** BEGIN Input for this task **
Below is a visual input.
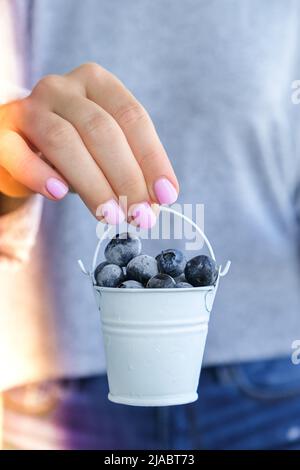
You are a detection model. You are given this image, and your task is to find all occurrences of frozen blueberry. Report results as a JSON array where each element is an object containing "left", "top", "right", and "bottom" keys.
[
  {"left": 126, "top": 255, "right": 158, "bottom": 284},
  {"left": 146, "top": 273, "right": 175, "bottom": 289},
  {"left": 95, "top": 264, "right": 124, "bottom": 287},
  {"left": 104, "top": 232, "right": 142, "bottom": 266},
  {"left": 174, "top": 273, "right": 186, "bottom": 283},
  {"left": 94, "top": 261, "right": 109, "bottom": 279},
  {"left": 156, "top": 249, "right": 186, "bottom": 277},
  {"left": 175, "top": 282, "right": 193, "bottom": 289},
  {"left": 184, "top": 255, "right": 218, "bottom": 287},
  {"left": 119, "top": 280, "right": 144, "bottom": 289}
]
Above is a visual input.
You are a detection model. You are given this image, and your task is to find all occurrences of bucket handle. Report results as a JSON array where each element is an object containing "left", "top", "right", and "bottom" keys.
[{"left": 78, "top": 206, "right": 231, "bottom": 287}]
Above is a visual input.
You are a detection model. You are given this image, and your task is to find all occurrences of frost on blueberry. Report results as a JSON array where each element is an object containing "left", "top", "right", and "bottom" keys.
[
  {"left": 119, "top": 280, "right": 144, "bottom": 289},
  {"left": 156, "top": 248, "right": 186, "bottom": 277},
  {"left": 94, "top": 261, "right": 109, "bottom": 279},
  {"left": 146, "top": 273, "right": 176, "bottom": 289},
  {"left": 126, "top": 255, "right": 158, "bottom": 284},
  {"left": 175, "top": 282, "right": 193, "bottom": 289},
  {"left": 174, "top": 273, "right": 186, "bottom": 283},
  {"left": 184, "top": 255, "right": 218, "bottom": 287},
  {"left": 95, "top": 264, "right": 124, "bottom": 287},
  {"left": 104, "top": 232, "right": 142, "bottom": 266}
]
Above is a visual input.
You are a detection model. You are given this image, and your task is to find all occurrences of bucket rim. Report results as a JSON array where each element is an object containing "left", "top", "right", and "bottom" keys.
[{"left": 93, "top": 284, "right": 216, "bottom": 294}]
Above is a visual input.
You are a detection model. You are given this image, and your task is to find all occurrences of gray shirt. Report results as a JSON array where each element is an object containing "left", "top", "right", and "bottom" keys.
[{"left": 1, "top": 0, "right": 300, "bottom": 390}]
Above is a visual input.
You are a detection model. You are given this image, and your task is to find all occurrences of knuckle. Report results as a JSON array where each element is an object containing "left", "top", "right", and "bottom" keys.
[
  {"left": 31, "top": 75, "right": 63, "bottom": 96},
  {"left": 11, "top": 154, "right": 36, "bottom": 179},
  {"left": 83, "top": 113, "right": 115, "bottom": 135},
  {"left": 115, "top": 103, "right": 148, "bottom": 127},
  {"left": 80, "top": 62, "right": 103, "bottom": 77},
  {"left": 139, "top": 149, "right": 162, "bottom": 169},
  {"left": 44, "top": 122, "right": 74, "bottom": 150},
  {"left": 119, "top": 174, "right": 142, "bottom": 195}
]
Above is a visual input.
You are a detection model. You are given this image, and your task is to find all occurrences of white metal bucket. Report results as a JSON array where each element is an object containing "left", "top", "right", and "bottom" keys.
[{"left": 79, "top": 206, "right": 230, "bottom": 406}]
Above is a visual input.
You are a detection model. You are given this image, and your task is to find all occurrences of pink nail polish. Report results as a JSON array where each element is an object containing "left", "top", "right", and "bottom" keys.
[
  {"left": 132, "top": 202, "right": 156, "bottom": 229},
  {"left": 96, "top": 199, "right": 125, "bottom": 225},
  {"left": 46, "top": 178, "right": 69, "bottom": 199},
  {"left": 154, "top": 178, "right": 178, "bottom": 204}
]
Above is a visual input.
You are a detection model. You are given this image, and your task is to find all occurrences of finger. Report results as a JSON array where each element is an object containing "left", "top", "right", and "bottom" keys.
[
  {"left": 14, "top": 103, "right": 124, "bottom": 223},
  {"left": 53, "top": 94, "right": 155, "bottom": 225},
  {"left": 70, "top": 64, "right": 179, "bottom": 204},
  {"left": 0, "top": 167, "right": 32, "bottom": 198},
  {"left": 0, "top": 130, "right": 68, "bottom": 200}
]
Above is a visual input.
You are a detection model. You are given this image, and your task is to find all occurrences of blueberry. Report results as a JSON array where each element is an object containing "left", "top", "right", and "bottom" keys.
[
  {"left": 184, "top": 255, "right": 218, "bottom": 287},
  {"left": 156, "top": 249, "right": 186, "bottom": 277},
  {"left": 126, "top": 255, "right": 158, "bottom": 284},
  {"left": 146, "top": 274, "right": 175, "bottom": 289},
  {"left": 119, "top": 280, "right": 144, "bottom": 289},
  {"left": 94, "top": 261, "right": 109, "bottom": 279},
  {"left": 104, "top": 232, "right": 142, "bottom": 266},
  {"left": 175, "top": 282, "right": 193, "bottom": 289},
  {"left": 174, "top": 273, "right": 186, "bottom": 283},
  {"left": 95, "top": 264, "right": 124, "bottom": 287}
]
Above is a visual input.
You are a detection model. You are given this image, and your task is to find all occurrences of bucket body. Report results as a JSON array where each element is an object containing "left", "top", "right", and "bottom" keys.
** END Input for this task **
## Goal
Copy out the listing exactly as it stands, but not the pictures.

## The reply
Below is a visual input.
You are a detection model. You are given this image, and your task is to find all occurrences of frozen blueberry. Report results as a JSON array where each element is an object containing "left", "top", "right", and "bottom" keys.
[
  {"left": 126, "top": 255, "right": 158, "bottom": 284},
  {"left": 146, "top": 273, "right": 175, "bottom": 289},
  {"left": 95, "top": 264, "right": 124, "bottom": 287},
  {"left": 104, "top": 232, "right": 142, "bottom": 266},
  {"left": 174, "top": 273, "right": 186, "bottom": 283},
  {"left": 94, "top": 261, "right": 109, "bottom": 279},
  {"left": 156, "top": 249, "right": 186, "bottom": 277},
  {"left": 175, "top": 282, "right": 193, "bottom": 289},
  {"left": 184, "top": 255, "right": 218, "bottom": 287},
  {"left": 119, "top": 280, "right": 144, "bottom": 289}
]
Above is a visual input.
You are a detection model. You are given this image, and your task is to find all occurrences of bucket handle. Report results as a JSON array where each element is an object containing "left", "top", "right", and "bottom" keys.
[{"left": 78, "top": 206, "right": 231, "bottom": 287}]
Above is a visual input.
You are a detection model. You are given this image, and your task is to find all occurrences of frost on blueberry. Report results as a JSON array where each element is an object containing "left", "top", "right", and "bottom" keys.
[
  {"left": 119, "top": 280, "right": 144, "bottom": 289},
  {"left": 156, "top": 248, "right": 186, "bottom": 277},
  {"left": 94, "top": 261, "right": 109, "bottom": 279},
  {"left": 146, "top": 273, "right": 176, "bottom": 289},
  {"left": 126, "top": 255, "right": 158, "bottom": 284},
  {"left": 175, "top": 282, "right": 193, "bottom": 289},
  {"left": 174, "top": 273, "right": 186, "bottom": 283},
  {"left": 184, "top": 255, "right": 218, "bottom": 287},
  {"left": 95, "top": 264, "right": 124, "bottom": 287},
  {"left": 104, "top": 232, "right": 142, "bottom": 266}
]
Above is a visual input.
You are a detection model. You are given this image, and your task is to find all occurrences of bucket rim. Report results as a JSON array where each element is an object containing "left", "top", "right", and "bottom" keys.
[{"left": 93, "top": 284, "right": 216, "bottom": 294}]
Above is a visual input.
You are a detection model. You are given this image, and your task is to find all occurrences of gray shirt. Report results as a JSON array where each element is an object containing "left", "top", "right", and "bottom" keys.
[{"left": 1, "top": 0, "right": 300, "bottom": 390}]
Above is a visual input.
You are a detection model. You are given this image, and your task is to find all occurrences of knuckle. Report results as a JSON array where each element is an object containing "left", "top", "right", and "bottom" keys.
[
  {"left": 31, "top": 75, "right": 63, "bottom": 96},
  {"left": 11, "top": 154, "right": 36, "bottom": 179},
  {"left": 83, "top": 113, "right": 115, "bottom": 135},
  {"left": 115, "top": 103, "right": 148, "bottom": 127},
  {"left": 80, "top": 62, "right": 103, "bottom": 77},
  {"left": 139, "top": 149, "right": 162, "bottom": 169},
  {"left": 44, "top": 122, "right": 74, "bottom": 150},
  {"left": 119, "top": 174, "right": 142, "bottom": 195}
]
Above is a visual input.
You are a detection model. You are given this image, and your task is to find all occurrences of white metal bucket. Report results as a JSON array where each element is an object containing "left", "top", "right", and "bottom" keys.
[{"left": 79, "top": 206, "right": 230, "bottom": 406}]
Above is a visual input.
You are a detection model. You are given this image, and your task is to find all occurrences of pink nail polish. Report results as a JSON array where each element is an object containing "left", "top", "right", and "bottom" keys.
[
  {"left": 132, "top": 202, "right": 156, "bottom": 229},
  {"left": 96, "top": 199, "right": 125, "bottom": 225},
  {"left": 46, "top": 178, "right": 69, "bottom": 199},
  {"left": 154, "top": 178, "right": 178, "bottom": 204}
]
Above is a visual input.
You are a detection model. You are given this image, and your task is to find all occurrences of finger. Report results as a JSON array where each element is an object containing "left", "top", "right", and "bottom" keys.
[
  {"left": 14, "top": 103, "right": 124, "bottom": 223},
  {"left": 53, "top": 94, "right": 155, "bottom": 225},
  {"left": 70, "top": 64, "right": 179, "bottom": 204},
  {"left": 0, "top": 167, "right": 32, "bottom": 198},
  {"left": 0, "top": 130, "right": 68, "bottom": 200}
]
Above is a visual input.
You are a detection model. You are given this image, and your task is to find all occurrences of blueberry. Report results as a JSON array where each element is an object containing "left", "top", "right", and "bottom" keys.
[
  {"left": 184, "top": 255, "right": 218, "bottom": 287},
  {"left": 156, "top": 249, "right": 186, "bottom": 277},
  {"left": 126, "top": 255, "right": 158, "bottom": 284},
  {"left": 146, "top": 274, "right": 175, "bottom": 289},
  {"left": 119, "top": 280, "right": 144, "bottom": 289},
  {"left": 94, "top": 261, "right": 109, "bottom": 279},
  {"left": 104, "top": 232, "right": 142, "bottom": 266},
  {"left": 175, "top": 282, "right": 193, "bottom": 289},
  {"left": 174, "top": 273, "right": 186, "bottom": 283},
  {"left": 95, "top": 264, "right": 124, "bottom": 287}
]
Above is a visual input.
You are a detection model. You are given this image, and your task is to find all occurrences of bucket body. Report results as a JSON array where each element is an object containing "left", "top", "right", and "bottom" keys.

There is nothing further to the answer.